▶ **Teks**
■ ■ ■ ■ ■
Jakarta– Bertempat di Hotel Millennium Sirih, Jl. Fachruddin No. 3, Jakarta Pusat, telah digelar Sidang Penetapan Warisan Budaya Takbenda Indonesia tahun 2017, sejak hari Senin tanggal 21 s/d Kamis tanggal 24 Agustus 2017. Sidang penetapan ini merupakan kegiatan tahunan Direktorat Warisan dan Diplomasi Budaya (Direktorat WDB), Direktorat Jenderal Kebudayaan, Kemdikbud, dalam rangka perlindungan atas kekayaan warisan budaya milik bangsa kita, Indonesia, dari klaim kepemilikan oleh bangsa lain.

Suasana Sidang Penetapan Warisan Budaya Takbenda Indonesia 2017.
Suasana pada saat Sidang Penetapan Warisan Budaya Takbenda Indonesia 2017. Serius dan diuji oleh tim yang terdiri dari para ahli pada bidang budaya dan sejarah.

Sejak bergulir dari tahun 2010 sampai dengan tahun 2016 yang lalu, telah tercatat secara resmi 34 mata budaya milik Aceh dan Sumatera Utara dalam Warisan Budaya Nasional (Warbudnas). Dari ke-34 mata budaya tersebut terdiri dari 20 mata budaya dari Provinsi Aceh dan 14 sisanya berasal dari Provinsi Sumatera Utara.

Pada awal program ini, yang melaksanakan pengusulan ke Direktorat WDB adalah 11 UPT Balai Pelestarian Nilai Budaya (BPNB) yang tersebar di seluruh Indonesia. Sejak tahun 2016 tugas ini dibebankan kepada Dinas Kebudayaan di tingkat provinsi. Adapun tugas dari BPNB hanya sebatas membantu menyediakan kekurangan data pada saat pengajuan, itupun jikalau diminta oleh pihak dinas tersebut. Akan tetapi karena sesuatu kendala pada dinas terkait, pekerjaan ini masih 100% dijalankan oleh beberapa BPNB. Sebagaimana yang terjadi pada BPNB Aceh, disaat pengajuan tahun 2016 dan pada tahun 2017, BPNB Aceh masih harus melaksanakan proses pengajuan dari awal hingga akhir. Mulai dari pemilihan mata budaya yang akan diajukan, pengisian formulir pengajuan, pengumpulan data pendukung dalam bentuk foto, video, serta tulisan ilmiah tentang mata budaya tersebut.
■ ■ ■ ■ ■
▶ **Tugas Latihan**
Salin kembali bagian teks tentang sidang penetapan warisan budaya takbenda dari "Jakarta– Bertempat di" sampai "budaya dan sejarah.", lalu ganti "Kemdikbud" dengan "Kementerian Pendidikan dan Kebudayaan".

[Catatan data]
■ ■ ■ ■ ■
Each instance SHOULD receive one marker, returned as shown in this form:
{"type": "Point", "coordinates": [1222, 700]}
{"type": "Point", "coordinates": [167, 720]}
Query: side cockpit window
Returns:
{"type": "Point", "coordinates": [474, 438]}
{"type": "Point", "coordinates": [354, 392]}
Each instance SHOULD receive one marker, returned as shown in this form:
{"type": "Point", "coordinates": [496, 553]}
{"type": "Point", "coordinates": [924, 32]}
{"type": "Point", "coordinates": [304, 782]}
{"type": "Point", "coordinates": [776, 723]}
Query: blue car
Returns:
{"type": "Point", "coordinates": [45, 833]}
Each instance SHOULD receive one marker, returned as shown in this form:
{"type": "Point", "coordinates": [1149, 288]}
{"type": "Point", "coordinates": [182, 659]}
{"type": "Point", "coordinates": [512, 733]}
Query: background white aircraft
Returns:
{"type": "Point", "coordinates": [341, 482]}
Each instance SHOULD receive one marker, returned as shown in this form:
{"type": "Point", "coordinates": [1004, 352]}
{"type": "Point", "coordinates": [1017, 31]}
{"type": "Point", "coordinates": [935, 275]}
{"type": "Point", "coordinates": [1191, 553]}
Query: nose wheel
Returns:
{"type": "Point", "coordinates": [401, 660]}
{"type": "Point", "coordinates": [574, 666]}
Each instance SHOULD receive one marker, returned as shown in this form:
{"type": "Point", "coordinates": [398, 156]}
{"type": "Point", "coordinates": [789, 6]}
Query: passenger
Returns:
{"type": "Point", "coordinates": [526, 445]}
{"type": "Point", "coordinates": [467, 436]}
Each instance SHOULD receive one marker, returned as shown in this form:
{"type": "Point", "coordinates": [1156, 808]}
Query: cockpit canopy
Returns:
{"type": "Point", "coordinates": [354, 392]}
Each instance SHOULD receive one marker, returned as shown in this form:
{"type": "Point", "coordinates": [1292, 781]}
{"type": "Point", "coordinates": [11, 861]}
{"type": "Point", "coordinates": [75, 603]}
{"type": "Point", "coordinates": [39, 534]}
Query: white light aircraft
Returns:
■ ■ ■ ■ ■
▶ **Jawaban Tugas**
Jakarta– Bertempat di Hotel Millennium Sirih, Jl. Fachruddin No. 3, Jakarta Pusat, telah digelar Sidang Penetapan Warisan Budaya Takbenda Indonesia tahun 2017, sejak hari Senin tanggal 21 s/d Kamis tanggal 24 Agustus 2017. Sidang penetapan ini merupakan kegiatan tahunan Direktorat Warisan dan Diplomasi Budaya (Direktorat WDB), Direktorat Jenderal Kebudayaan, Kementerian Pendidikan dan Kebudayaan, dalam rangka perlindungan atas kekayaan warisan budaya milik bangsa kita, Indonesia, dari klaim kepemilikan oleh bangsa lain.

Suasana Sidang Penetapan Warisan Budaya Takbenda Indonesia 2017.
Suasana pada saat Sidang Penetapan Warisan Budaya Takbenda Indonesia 2017. Serius dan diuji oleh tim yang terdiri dari para ahli pada bidang budaya dan sejarah.